TEXTE SOURCE:
• • •
Kim Wilson
L'émission "blues" de radio RDL Colmar animée par Jean-Luc et David BAERST

 

Kim, pensez-vous rejouer, un jour, avec Jimmie Vaughan (membre fondateur des Fabulous Thunderbirds qui n'est plus membre du groupe, Nda) ?
Nous avons un nouveau projet ensemble, un hommage à Jimmy Reed (" Jimmy Reed Highway " distribué par Ruf records en Europe, Nda), dont l'enregistrement est terminé. Ce sera un disque réunissant Jimmy, Omar Dykes (du groupe Omar and The Howlers, Nda) ainsi que moi-même.

Nous avons 4 dates de prévues, pour le moment. L'une au Festival de Long Beach, deux au Club Antone's à Austin et la dernière à la House of Blues de Dallas. Je ne sais pas encore si nous aurons d'autres concerts et si nous pourrons venir en Europe avec ce show…

Que devient le Club Antone's depuis la disparition de son propriétaire, Clifford Antone ?
Le Club survit…
Il n'y a, certes, plus de grands artistes qui y passent comme à ses débuts où on pouvait y voir Muddy Waters. A titre personnel, mon plus gros problème est que j'ai perdu mon ami Clifford…

Nous y faisons des choses pour célébrer sa mémoire et à chaque fois qu'ils me demanderont d'y jouer, j'irai! (C'est la sœur de Clifford, Susan, qui manage le Club actuellement avec quelques partenaires, Nda)
A chaque fois que j'y vais, j'essaye encore d'effacer mon nom des murs des toilettes (rires).

Quand est-il du prochain album des Fabulous Thunderbirds ?
Nous avons enregistré de nombreux morceaux pour le prochain disque du groupe. Il y a des titres avec Kid Ramos, avec Kirt Fletcher et d'autres avec Johnny Moeller qui rejoint parfois le groupe (c'est le frère de Jay Moeller, qui est actuellement le batteur du groupe, Nda).

Il y a, de ce fait, beaucoup de choses à trier dans tout ce matériel et cela peut prendre un moment.
J'espère, tout de même, que nous pourrons le sortir assez rapidement.

De nombreux guitaristes sont passés par le groupe, pouvons-nous considérer les Fabulous Thunderbirds comme une "école de guitaristes" ?
Ce serait plutôt une porte tournante par où on sort et on rentre (rires)!
Aujourd'hui nous avons Nick Curran qui est jeune et qui commence à prendre beaucoup de maturité.

Il a cependant d'autres goûts musicaux et je sais que les Fabulous Thunderbirds n'est, pour lui, qu'un groupe de passage. Il est temps pour lui de faire autre chose, j'adorerais le voir dans des grands Festivals faire son propre truc…

Nous avons aussi, depuis quelques temps, Johnny Moeller qui a beaucoup mûri à nos côtés. Avec son frère, Jay, à la batterie ça fonctionne très bien et j'ai vraiment hâte de tourner avec lui.
J'espère que cette nouvelle formation va durer…

Ma seule crainte est de me retrouver un jour en panne de guitariste, mais je ne le crois pas (rires) !
• • •
Lignes du jeu de données de pointage d'objets:
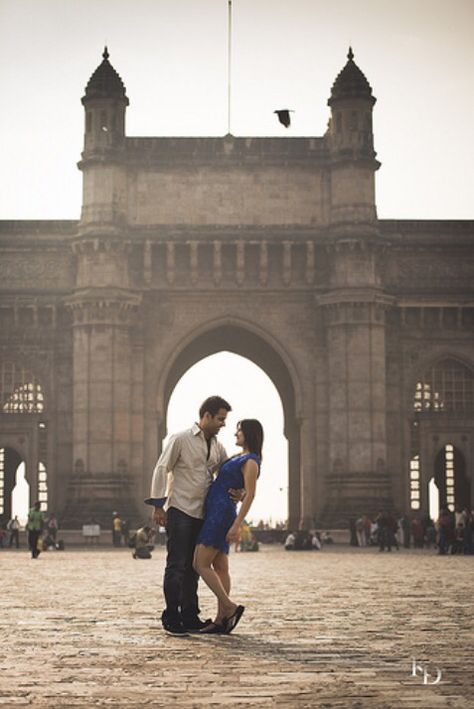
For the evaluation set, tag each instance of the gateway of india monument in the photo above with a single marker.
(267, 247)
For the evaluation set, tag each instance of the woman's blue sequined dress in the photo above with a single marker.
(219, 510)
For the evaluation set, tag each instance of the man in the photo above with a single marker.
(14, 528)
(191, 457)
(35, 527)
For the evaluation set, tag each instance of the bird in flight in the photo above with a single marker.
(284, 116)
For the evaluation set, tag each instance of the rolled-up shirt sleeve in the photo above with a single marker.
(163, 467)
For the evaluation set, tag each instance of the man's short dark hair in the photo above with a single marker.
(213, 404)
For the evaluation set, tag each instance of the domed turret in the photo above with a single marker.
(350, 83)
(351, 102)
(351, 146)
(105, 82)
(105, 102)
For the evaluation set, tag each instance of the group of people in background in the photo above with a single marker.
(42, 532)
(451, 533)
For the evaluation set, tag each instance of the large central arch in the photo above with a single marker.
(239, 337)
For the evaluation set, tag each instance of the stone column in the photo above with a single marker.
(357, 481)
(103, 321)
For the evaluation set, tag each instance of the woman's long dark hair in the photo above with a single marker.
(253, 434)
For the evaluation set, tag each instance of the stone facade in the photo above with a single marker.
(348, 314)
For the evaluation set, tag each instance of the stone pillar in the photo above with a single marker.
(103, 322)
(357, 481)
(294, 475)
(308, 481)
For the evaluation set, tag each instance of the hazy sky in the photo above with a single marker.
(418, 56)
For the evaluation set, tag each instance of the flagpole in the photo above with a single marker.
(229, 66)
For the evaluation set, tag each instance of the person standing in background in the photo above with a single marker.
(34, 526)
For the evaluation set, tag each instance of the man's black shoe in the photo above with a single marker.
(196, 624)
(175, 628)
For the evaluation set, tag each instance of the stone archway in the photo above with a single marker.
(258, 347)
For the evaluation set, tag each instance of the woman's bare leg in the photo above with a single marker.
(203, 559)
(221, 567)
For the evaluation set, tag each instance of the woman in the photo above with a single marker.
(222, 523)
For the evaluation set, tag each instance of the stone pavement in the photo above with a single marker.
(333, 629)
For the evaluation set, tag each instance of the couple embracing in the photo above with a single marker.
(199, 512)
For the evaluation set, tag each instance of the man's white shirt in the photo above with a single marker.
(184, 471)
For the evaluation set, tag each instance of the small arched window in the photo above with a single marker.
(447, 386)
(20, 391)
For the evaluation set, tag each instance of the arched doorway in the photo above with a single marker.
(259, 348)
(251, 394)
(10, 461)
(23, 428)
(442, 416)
• • •
EXERCICES À RÉALISER:
[A] Recopiez à l'identique le passage de l'entretien avec Kim Wilson qui va de "De nombreux guitaristes" à "pas (rires) !".
[B] D'après l'entretien avec Kim Wilson, pourquoi la sortie du prochain album des Fabulous Thunderbirds peut-elle prendre un moment ? Répondez en une à trois phrases.
Ces lignes n'ont aucun lien avec l'entretien avec Kim Wilson.

CORRIGÉ DES EXERCICES:
[A]
De nombreux guitaristes sont passés par le groupe, pouvons-nous considérer les Fabulous Thunderbirds comme une "école de guitaristes" ?
Ce serait plutôt une porte tournante par où on sort et on rentre (rires)!
Aujourd'hui nous avons Nick Curran qui est jeune et qui commence à prendre beaucoup de maturité.

Il a cependant d'autres goûts musicaux et je sais que les Fabulous Thunderbirds n'est, pour lui, qu'un groupe de passage. Il est temps pour lui de faire autre chose, j'adorerais le voir dans des grands Festivals faire son propre truc…

Nous avons aussi, depuis quelques temps, Johnny Moeller qui a beaucoup mûri à nos côtés. Avec son frère, Jay, à la batterie ça fonctionne très bien et j'ai vraiment hâte de tourner avec lui.
J'espère que cette nouvelle formation va durer…

Ma seule crainte est de me retrouver un jour en panne de guitariste, mais je ne le crois pas (rires) !

[B] Le groupe a enregistré de nombreux morceaux pour ce disque, avec Kid Ramos, Kirt Fletcher et Johnny Moeller. Il y a donc beaucoup de choses à trier dans tout ce matériel, et cela peut prendre un moment.